> _WHAT THIS EXERCISE ASKS_:
A. List every model that the prompt repetition text names as excluded from auto-apply.
B. According to the prompt repetition text, how many benchmarks showed a significant improvement?
C. Continue the prompt repetition text after its final line.

> _GIVEN TEXT_:
Note : This does not change the model architecture to bidirectional; it is a prompt engineering technique to mitigate the limitations of causal models.
| Metric | Result |
|---|---|
| Significant improvement (p < 0.1) | 47 / 70 benchmarks |
| Performance degradation | 0 |
| Neutral | 23 |
| Improvement rate | 67% |
Most dramatic improvement: Gemini 2.0 Flash-Lite on NameIndex: 21.33% → 97.33% (+76%p)
| Provider | Auto-apply models | Excluded models |
|---|---|---|
| Claude | haiku series | opus, sonnet |
| Gemini | flash, flash-lite | pro, ultra |
| OpenAI | gpt-4o-mini, gpt-low | gpt-4o, gpt-4 |
| Task Type | Keyword Pattern | Repetitions | Expected Improvement |
|---|---|---|---|
| Options-First MCQ | A. B. C. D. choices first | 2× | +15-40%p |
| Index/Position | slot, position, index, N-th | 3× | +50-76%p |
| Context + Question | General question | 2× | +5-15%p |
| With CoT |
# Check context before auto-apply
max_context = model_context_window * 0.8 # 80% safety margin
if len(prompt_tokens) * repetitions > max_context:
repetitions = max(1, int(max_context / len(prompt_tokens)))
def apply_prompt_repetition(prompt: str, times: int = 2) -> str:
"""Repeat the prompt a specified number of times
Args:
prompt: Original prompt
times: Number of repetitions (default 2)
Returns:
Repeated prompt
"""
if times <= 1:
return prompt
return "\n\n".join([prompt] * times)
Before:
A. Paris
B. London
C. Berlin
D. Madrid
Which city is the capital of France?
Reply with one letter.
After (repetition ×2 applied):
A. Paris
B. London
C. Berlin
D. Madrid
Which city is the capital of France?
Reply with one letter.
A. Paris
B. London
C. Berlin
D. Madrid
Which city is the capital of France?
Reply with one letter.
Expected output:
A
Accuracy: original 78% → after repetition 93% (+15%p)
Before:
Inventory:
1. Iron Sword
2. Leather Armor
3. Health Potion (x5)
4. Magic Staff
...
25. Dragon Scale
...
50. Ancient Map
What item is in slot 25?
After (repetition ×3 applied): Prompt repeated 3 times
Expected output:
Dragon Scale
Accuracy: original 21% → after repetition 97% (+76%p)

> _PROVIDED RECORDS_:

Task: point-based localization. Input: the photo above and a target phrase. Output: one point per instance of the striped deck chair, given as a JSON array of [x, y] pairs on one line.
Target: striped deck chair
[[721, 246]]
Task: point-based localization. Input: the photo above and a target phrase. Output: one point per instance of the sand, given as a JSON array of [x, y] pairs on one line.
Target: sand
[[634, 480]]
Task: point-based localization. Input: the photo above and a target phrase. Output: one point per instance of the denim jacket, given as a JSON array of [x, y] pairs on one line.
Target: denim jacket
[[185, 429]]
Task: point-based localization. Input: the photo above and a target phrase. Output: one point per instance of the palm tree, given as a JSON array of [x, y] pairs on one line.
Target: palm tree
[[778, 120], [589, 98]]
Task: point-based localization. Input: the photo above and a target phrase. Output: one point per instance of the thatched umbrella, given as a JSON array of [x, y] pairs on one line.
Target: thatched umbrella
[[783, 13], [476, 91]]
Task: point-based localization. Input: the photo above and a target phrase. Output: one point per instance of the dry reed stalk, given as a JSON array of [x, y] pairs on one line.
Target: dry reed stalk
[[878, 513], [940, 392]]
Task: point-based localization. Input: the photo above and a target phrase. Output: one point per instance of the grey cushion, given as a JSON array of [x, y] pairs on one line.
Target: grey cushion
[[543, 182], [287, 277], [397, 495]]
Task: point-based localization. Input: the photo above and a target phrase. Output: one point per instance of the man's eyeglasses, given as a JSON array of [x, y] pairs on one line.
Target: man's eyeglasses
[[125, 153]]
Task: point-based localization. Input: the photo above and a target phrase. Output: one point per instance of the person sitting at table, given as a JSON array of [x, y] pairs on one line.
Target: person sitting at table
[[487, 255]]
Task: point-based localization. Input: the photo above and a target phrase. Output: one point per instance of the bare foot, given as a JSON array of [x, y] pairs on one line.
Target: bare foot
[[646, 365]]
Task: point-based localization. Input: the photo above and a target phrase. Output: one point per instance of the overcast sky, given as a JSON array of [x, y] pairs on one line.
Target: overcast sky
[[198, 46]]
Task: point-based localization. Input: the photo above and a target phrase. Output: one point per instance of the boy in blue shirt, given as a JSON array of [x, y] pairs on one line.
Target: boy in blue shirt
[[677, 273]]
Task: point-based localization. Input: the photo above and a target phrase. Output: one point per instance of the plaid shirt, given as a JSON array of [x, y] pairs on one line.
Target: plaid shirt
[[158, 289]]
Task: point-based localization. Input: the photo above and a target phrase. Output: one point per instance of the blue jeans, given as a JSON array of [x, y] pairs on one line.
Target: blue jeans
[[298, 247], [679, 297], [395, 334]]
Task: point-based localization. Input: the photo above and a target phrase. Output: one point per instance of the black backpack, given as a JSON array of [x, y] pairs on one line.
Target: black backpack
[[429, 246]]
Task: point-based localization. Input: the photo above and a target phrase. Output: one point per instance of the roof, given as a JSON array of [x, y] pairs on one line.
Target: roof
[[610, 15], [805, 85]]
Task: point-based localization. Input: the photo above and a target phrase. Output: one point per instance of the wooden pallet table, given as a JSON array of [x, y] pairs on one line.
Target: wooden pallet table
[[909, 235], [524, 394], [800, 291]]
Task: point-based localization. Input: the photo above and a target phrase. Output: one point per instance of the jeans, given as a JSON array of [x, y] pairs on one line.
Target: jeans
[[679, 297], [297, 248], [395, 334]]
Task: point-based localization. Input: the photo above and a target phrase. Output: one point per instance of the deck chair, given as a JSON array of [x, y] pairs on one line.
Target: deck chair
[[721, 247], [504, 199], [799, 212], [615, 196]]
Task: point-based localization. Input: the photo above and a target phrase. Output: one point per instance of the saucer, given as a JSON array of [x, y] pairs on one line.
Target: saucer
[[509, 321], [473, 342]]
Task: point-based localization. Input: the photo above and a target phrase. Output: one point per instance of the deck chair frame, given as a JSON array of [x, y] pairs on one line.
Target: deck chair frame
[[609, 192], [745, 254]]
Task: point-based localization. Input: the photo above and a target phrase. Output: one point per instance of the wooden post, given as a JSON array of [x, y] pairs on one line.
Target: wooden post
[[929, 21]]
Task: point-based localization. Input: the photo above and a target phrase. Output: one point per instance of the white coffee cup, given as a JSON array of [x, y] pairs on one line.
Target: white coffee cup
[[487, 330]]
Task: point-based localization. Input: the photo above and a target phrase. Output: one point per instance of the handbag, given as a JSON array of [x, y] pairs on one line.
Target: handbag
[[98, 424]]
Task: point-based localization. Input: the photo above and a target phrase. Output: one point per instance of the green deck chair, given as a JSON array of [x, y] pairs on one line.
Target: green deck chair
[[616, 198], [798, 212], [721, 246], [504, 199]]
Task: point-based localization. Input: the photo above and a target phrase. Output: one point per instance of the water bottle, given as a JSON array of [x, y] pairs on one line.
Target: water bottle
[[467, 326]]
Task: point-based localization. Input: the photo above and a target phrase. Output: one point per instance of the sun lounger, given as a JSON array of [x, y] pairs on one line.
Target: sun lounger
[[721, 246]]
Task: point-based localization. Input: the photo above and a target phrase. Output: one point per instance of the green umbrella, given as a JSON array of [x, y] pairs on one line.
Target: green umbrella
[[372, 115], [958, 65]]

> _TASK ANSWERS_:
A. opus, sonnet, pro, ultra, gpt-4o, gpt-4

B. 47 of 70 benchmarks.

C.
Note : Prompts containing tool call instructions are also repeated in their entirety. The full-repetition approach was adopted for implementation simplicity and consistency.
Before:
Use the calculator tool to compute 234 * 567.
What is the result?
After (repetition ×2):
Use the calculator tool to compute 234 * 567.
What is the result?
Use the calculator tool to compute 234 * 567.
What is the result?
Research results show that full repetition including tool call sections is also effective.
"""prompt_repetition_transformer.py"""
from dataclasses import dataclass, field
from typing import Optional, Callable, List
import re
# Context window per model (in tokens)
MODEL_CONTEXT_WINDOWS = {
"claude-3-haiku": 200_000,
"claude-haiku": 200_000,
"gemini-flash": 1_000_000,
"gemini-flash-lite": 1_000_000,
"gemini-2.0-flash": 1_000_000,
"gpt-4o-mini": 128_000,
"gpt-low": 128_000,
}
# Models targeted for auto-apply
AUTO_APPLY_MODELS = list(MODEL_CONTEXT_WINDOWS.keys())
# CoT patterns (excluded from apply)
COT_PATTERNS = [
r"step by step",
r"think through",
r"let's think",
r"reasoning:",
r"chain of thought",
]
# Position/Index patterns (3× repetition)
POSITION_PATTERNS = [
r"slot \d+",
r"position \d+",
r"index \d+",
r"\d+(st|nd|rd|th)",
r"item \d+",
r"row \d+",
r"column \d+",
]
@dataclass
class PromptRepetitionConfig:
"""Prompt repetition configuration"""
default_repetitions: int = 2
position_repetitions: int = 3
separator: str = "\n\n"
max_context_ratio: float = 0.8
applied_marker: str = "<!-- prompt-repetition-applied -->"
class PromptRepetitionTransformer:
"""Auto-apply prompt repetition transformer for lightweight models"""
def __init__(self, config: Optional[PromptRepetitionConfig] = None):
self.config = config or PromptRepetitionConfig()
def should_apply(self, model: str, prompt: str) -> bool:
"""Determine whether to auto-apply"""
# Skip if already applied
if self.config.applied_marker in prompt:
return False
# Check target model
model_lower = model.lower()
if not any(m in model_lower for m in AUTO_APPLY_MODELS):
return False
# Skip when CoT pattern detected
prompt_lower = prompt.lower()
for pattern in COT_PATTERNS:
if re.search(pattern, prompt_lower):
return False
return True
def determine_repetitions(self, prompt: str, model: str) -> int:
"""Determine repetition count based on task type"""
prompt_lower = prompt.lower()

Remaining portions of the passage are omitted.